_Exercise requirements_: Tell how many lines contain the string "every" in the material underneath; the reply is that number and no more.

_Data_:
▶

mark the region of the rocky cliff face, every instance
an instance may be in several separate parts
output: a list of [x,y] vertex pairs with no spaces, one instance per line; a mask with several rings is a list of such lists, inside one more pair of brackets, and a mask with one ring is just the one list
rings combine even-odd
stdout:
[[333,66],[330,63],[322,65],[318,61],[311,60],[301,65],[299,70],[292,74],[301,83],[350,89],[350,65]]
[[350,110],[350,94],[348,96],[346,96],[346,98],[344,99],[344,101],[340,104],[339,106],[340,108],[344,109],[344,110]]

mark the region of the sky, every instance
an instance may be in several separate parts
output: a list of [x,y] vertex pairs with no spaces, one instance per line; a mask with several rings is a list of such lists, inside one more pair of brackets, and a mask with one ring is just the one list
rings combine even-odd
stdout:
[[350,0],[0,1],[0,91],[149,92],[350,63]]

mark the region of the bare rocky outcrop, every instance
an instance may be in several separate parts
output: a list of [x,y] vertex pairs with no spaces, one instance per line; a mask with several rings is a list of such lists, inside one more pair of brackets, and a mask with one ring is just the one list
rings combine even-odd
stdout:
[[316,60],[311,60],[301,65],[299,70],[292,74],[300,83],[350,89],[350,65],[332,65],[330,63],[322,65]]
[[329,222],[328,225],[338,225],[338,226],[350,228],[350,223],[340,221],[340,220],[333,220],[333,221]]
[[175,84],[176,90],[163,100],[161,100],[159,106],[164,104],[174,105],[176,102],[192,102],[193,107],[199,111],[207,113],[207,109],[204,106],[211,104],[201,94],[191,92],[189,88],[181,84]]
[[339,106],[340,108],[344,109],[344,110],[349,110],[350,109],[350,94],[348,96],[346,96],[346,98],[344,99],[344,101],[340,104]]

◀

_Answer space_: 3